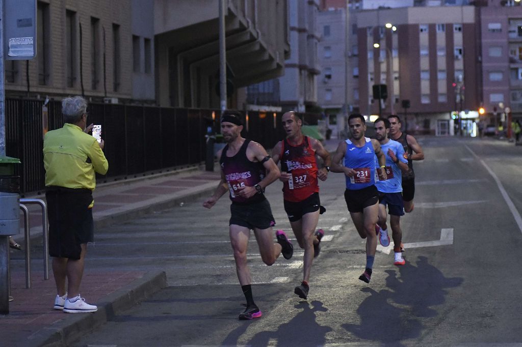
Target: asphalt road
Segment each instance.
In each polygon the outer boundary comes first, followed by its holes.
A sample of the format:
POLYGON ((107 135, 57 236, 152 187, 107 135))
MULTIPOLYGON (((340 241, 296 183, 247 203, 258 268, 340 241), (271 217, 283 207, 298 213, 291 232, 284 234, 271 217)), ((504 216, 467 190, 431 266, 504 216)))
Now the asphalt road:
MULTIPOLYGON (((401 220, 406 265, 378 248, 372 281, 364 241, 343 197, 344 178, 321 183, 326 231, 307 301, 293 294, 303 252, 264 265, 253 235, 254 299, 263 316, 239 321, 244 302, 229 242, 229 202, 203 199, 98 230, 86 266, 161 269, 169 287, 75 345, 479 345, 522 343, 522 146, 489 139, 420 138, 415 209, 401 220)), ((267 190, 289 231, 281 184, 267 190)), ((291 232, 290 232, 291 234, 291 232)), ((87 295, 87 294, 86 294, 87 295)))

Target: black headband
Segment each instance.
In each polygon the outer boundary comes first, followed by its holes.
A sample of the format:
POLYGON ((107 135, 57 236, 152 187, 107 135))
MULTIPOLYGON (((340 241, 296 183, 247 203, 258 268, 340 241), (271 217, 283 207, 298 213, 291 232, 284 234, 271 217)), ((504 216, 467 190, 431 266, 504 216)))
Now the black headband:
POLYGON ((243 125, 243 122, 239 117, 235 115, 226 114, 221 116, 221 122, 229 122, 233 123, 237 126, 243 125))

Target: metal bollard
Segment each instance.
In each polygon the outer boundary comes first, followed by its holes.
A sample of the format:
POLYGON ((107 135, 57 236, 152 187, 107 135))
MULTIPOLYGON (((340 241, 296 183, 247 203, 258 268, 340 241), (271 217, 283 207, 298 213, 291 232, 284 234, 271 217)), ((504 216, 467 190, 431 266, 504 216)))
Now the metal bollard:
POLYGON ((42 234, 43 236, 43 278, 49 279, 49 230, 47 223, 47 204, 41 199, 20 199, 20 203, 36 204, 42 207, 42 234))
POLYGON ((29 211, 25 205, 20 204, 20 209, 23 212, 24 235, 26 236, 26 288, 31 288, 31 227, 29 226, 29 211))

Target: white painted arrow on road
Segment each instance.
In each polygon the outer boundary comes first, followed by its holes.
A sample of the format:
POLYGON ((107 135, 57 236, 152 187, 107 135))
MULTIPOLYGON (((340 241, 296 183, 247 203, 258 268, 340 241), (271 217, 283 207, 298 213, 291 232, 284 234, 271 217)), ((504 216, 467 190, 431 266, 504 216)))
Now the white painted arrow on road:
MULTIPOLYGON (((390 235, 391 238, 392 236, 390 235)), ((424 241, 423 242, 411 242, 404 244, 404 249, 406 251, 412 248, 421 248, 422 247, 433 247, 434 246, 447 246, 453 244, 453 228, 441 229, 441 239, 437 241, 424 241)), ((383 247, 380 244, 377 245, 377 250, 380 252, 389 254, 393 251, 393 241, 390 242, 387 247, 383 247)))

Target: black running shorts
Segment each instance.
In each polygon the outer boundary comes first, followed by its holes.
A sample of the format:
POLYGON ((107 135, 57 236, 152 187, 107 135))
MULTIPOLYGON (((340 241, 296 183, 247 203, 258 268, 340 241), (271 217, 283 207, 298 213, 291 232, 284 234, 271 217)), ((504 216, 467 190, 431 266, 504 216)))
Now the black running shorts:
POLYGON ((311 195, 299 202, 283 200, 284 211, 290 221, 297 221, 307 213, 312 213, 319 209, 321 202, 319 193, 314 193, 311 195))
POLYGON ((90 189, 48 187, 49 255, 78 260, 80 245, 94 241, 90 189))
POLYGON ((348 211, 351 213, 362 212, 365 207, 379 202, 379 192, 375 185, 370 185, 358 190, 345 190, 345 200, 348 211))
POLYGON ((404 215, 404 202, 400 193, 380 193, 379 203, 386 207, 388 213, 394 216, 404 215))
POLYGON ((415 196, 415 179, 402 177, 402 200, 411 201, 415 196))
POLYGON ((248 229, 268 229, 276 225, 268 201, 248 205, 232 204, 230 205, 229 225, 235 225, 248 229))

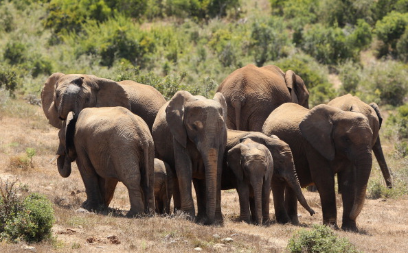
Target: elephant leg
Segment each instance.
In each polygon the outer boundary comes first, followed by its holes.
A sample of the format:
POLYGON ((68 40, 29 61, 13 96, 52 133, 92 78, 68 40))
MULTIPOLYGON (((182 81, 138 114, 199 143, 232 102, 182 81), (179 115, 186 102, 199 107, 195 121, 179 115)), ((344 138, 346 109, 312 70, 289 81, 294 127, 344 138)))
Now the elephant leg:
POLYGON ((269 200, 271 195, 271 181, 264 182, 262 185, 262 223, 269 221, 269 200))
POLYGON ((181 200, 180 200, 180 190, 179 189, 179 179, 174 176, 173 178, 173 212, 176 213, 177 210, 181 208, 181 200))
POLYGON ((380 168, 381 169, 381 172, 383 173, 383 176, 385 180, 385 184, 387 184, 387 187, 392 188, 391 173, 389 172, 389 169, 387 165, 387 162, 385 162, 385 158, 384 157, 384 154, 383 153, 383 147, 381 147, 380 136, 378 136, 377 140, 374 143, 374 145, 372 147, 372 151, 374 152, 374 156, 376 156, 376 159, 377 159, 377 162, 378 162, 378 165, 380 165, 380 168))
POLYGON ((353 165, 350 165, 345 168, 340 174, 340 182, 339 184, 341 185, 341 199, 343 200, 343 222, 341 224, 341 229, 345 230, 357 230, 357 226, 356 220, 350 219, 350 214, 353 208, 353 204, 355 198, 355 187, 356 180, 354 177, 354 167, 353 165))
POLYGON ((145 210, 144 203, 144 194, 141 186, 140 170, 137 166, 135 174, 125 175, 126 178, 123 180, 123 184, 128 189, 129 193, 129 200, 131 202, 131 210, 126 214, 126 217, 135 217, 141 215, 145 210))
POLYGON ((285 224, 291 221, 285 208, 285 183, 279 180, 273 180, 271 184, 272 195, 276 221, 285 224))
POLYGON ((99 188, 101 192, 101 195, 104 200, 104 204, 105 206, 109 206, 109 204, 113 198, 115 193, 115 189, 117 184, 117 180, 116 178, 103 178, 99 177, 99 188))
POLYGON ((192 195, 191 181, 192 180, 192 165, 187 150, 177 141, 173 140, 176 174, 179 179, 181 210, 191 219, 195 218, 194 203, 192 195))
POLYGON ((249 195, 249 210, 251 211, 251 221, 256 224, 256 208, 255 208, 255 197, 249 195))
POLYGON ((240 182, 238 184, 236 191, 240 199, 240 219, 247 223, 251 222, 249 216, 249 187, 244 182, 240 182))
MULTIPOLYGON (((335 176, 329 169, 321 169, 319 173, 319 175, 317 176, 312 173, 312 177, 313 177, 315 184, 320 195, 323 224, 338 228, 335 176)), ((341 178, 343 178, 343 175, 341 178)), ((341 188, 341 191, 343 191, 343 187, 341 188)))
POLYGON ((218 169, 217 170, 217 192, 216 192, 216 213, 215 213, 215 220, 216 222, 218 224, 223 224, 224 222, 223 218, 223 213, 221 211, 221 178, 223 175, 223 157, 224 156, 224 149, 220 149, 218 151, 218 157, 220 157, 220 159, 218 160, 218 169))
POLYGON ((291 223, 293 225, 299 225, 297 217, 297 198, 296 193, 291 187, 285 187, 285 208, 288 212, 288 216, 291 223))
POLYGON ((77 158, 76 163, 82 178, 87 193, 87 200, 82 206, 89 211, 96 210, 104 201, 99 186, 99 176, 87 158, 77 158))
POLYGON ((205 204, 207 203, 205 197, 205 180, 193 178, 192 181, 197 198, 197 216, 196 217, 196 221, 201 222, 205 219, 207 213, 205 208, 205 204))

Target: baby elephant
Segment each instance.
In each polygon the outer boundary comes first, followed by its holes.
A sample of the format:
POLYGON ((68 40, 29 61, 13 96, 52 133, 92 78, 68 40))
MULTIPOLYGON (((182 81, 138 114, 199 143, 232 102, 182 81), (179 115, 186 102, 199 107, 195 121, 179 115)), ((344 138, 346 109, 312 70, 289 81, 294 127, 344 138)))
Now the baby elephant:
:::::
Copy the lines from the line with "Target: metal bollard" to the line with "MULTIPOLYGON (((390 235, 391", reproducing them without any change.

Target: metal bollard
Segment each instance.
In each polygon the outer boundary comes first, followed by its holes.
A sample of the format:
POLYGON ((107 135, 57 236, 152 187, 107 135))
MULTIPOLYGON (((340 241, 296 183, 247 203, 258 268, 340 241), (271 217, 283 207, 298 213, 291 232, 284 234, 271 217)), ((504 216, 467 190, 431 266, 504 216)))
Now the metal bollard:
POLYGON ((42 234, 43 236, 43 278, 49 279, 49 230, 47 223, 47 204, 41 199, 20 199, 20 203, 36 204, 42 207, 42 234))
POLYGON ((29 211, 25 205, 20 204, 20 209, 23 212, 24 235, 26 236, 26 288, 31 288, 31 227, 29 226, 29 211))

Target: white painted arrow on road
Segment each instance.
In each polygon the outer boundary comes first, followed by its holes.
A sample of the format:
POLYGON ((107 135, 57 236, 152 187, 107 135))
MULTIPOLYGON (((340 241, 296 183, 247 203, 258 268, 340 241), (271 217, 283 207, 298 213, 291 232, 284 234, 271 217)), ((504 216, 467 190, 431 266, 504 216)))
Now the white painted arrow on road:
MULTIPOLYGON (((390 235, 391 238, 392 236, 390 235)), ((424 241, 423 242, 411 242, 404 244, 404 249, 406 251, 412 248, 421 248, 422 247, 433 247, 434 246, 447 246, 453 244, 453 228, 441 229, 441 239, 437 241, 424 241)), ((383 247, 380 244, 377 245, 377 250, 380 252, 389 254, 393 251, 393 241, 390 242, 387 247, 383 247)))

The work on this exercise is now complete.